§ **PÁGINA**:
※
Lo esencial de este libro solo podrá ser captado por entendidos en teología y, entre estos, solo interesará a aquel individuo que (en lugar de darse importancia y criticarme por el hecho de haberme atrevido a escribir un libro tan voluminoso sobre el profesor Adler) se entregue a la lectura con esfuerzo y, de ese modo, descubra hasta qué punto Adler es el objeto de este texto y hasta qué punto nos sirve para arrojar luz sobre nuestra época y para sostener ciertos conceptos dogmáticos; en definitiva, hasta qué punto se presta aquí la misma atención tanto a nuestra época como al propio Adler.
※
§ **INFORMACIÓN PROPORCIONADA**:
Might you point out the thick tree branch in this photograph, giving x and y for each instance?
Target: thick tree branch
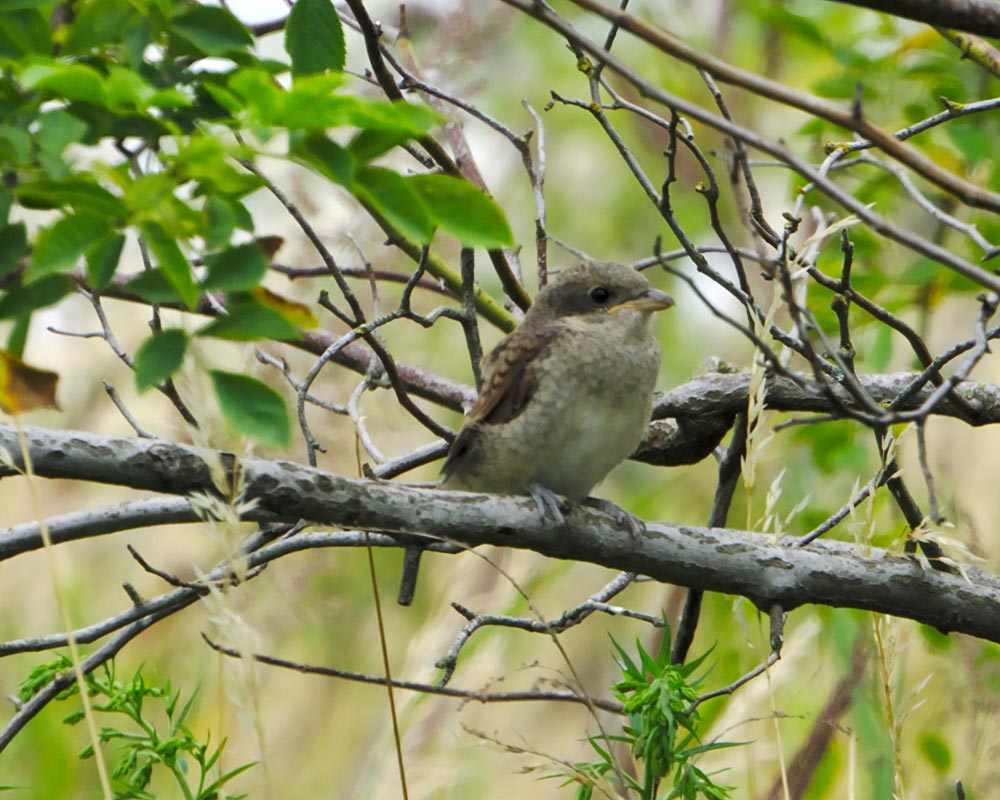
※
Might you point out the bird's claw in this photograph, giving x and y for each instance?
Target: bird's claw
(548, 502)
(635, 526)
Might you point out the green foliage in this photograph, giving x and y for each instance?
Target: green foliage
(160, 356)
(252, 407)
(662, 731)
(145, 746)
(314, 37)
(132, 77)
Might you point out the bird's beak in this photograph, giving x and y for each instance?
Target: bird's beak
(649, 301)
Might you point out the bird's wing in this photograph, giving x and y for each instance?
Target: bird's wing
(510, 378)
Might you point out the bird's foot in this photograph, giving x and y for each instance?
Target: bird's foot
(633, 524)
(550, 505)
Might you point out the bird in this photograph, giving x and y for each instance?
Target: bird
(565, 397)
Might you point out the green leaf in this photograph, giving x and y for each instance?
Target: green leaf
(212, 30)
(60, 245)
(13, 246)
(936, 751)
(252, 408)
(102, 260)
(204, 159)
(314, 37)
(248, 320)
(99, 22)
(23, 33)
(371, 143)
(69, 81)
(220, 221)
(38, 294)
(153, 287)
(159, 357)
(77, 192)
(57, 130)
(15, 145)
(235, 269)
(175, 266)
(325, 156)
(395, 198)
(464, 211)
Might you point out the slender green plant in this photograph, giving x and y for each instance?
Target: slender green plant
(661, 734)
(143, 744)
※
§ **TU OBJETIVO**: Reproduce el pasaje del texto sobre el profesor Adler entre "Lo esencial de" y "al propio Adler.", ambos incluidos, y cambia "época" por "era".

§ **RESPUESTA COMPLETA**:
Lo esencial de este libro solo podrá ser captado por entendidos en teología y, entre estos, solo interesará a aquel individuo que (en lugar de darse importancia y criticarme por el hecho de haberme atrevido a escribir un libro tan voluminoso sobre el profesor Adler) se entregue a la lectura con esfuerzo y, de ese modo, descubra hasta qué punto Adler es el objeto de este texto y hasta qué punto nos sirve para arrojar luz sobre nuestra era y para sostener ciertos conceptos dogmáticos; en definitiva, hasta qué punto se presta aquí la misma atención tanto a nuestra era como al propio Adler.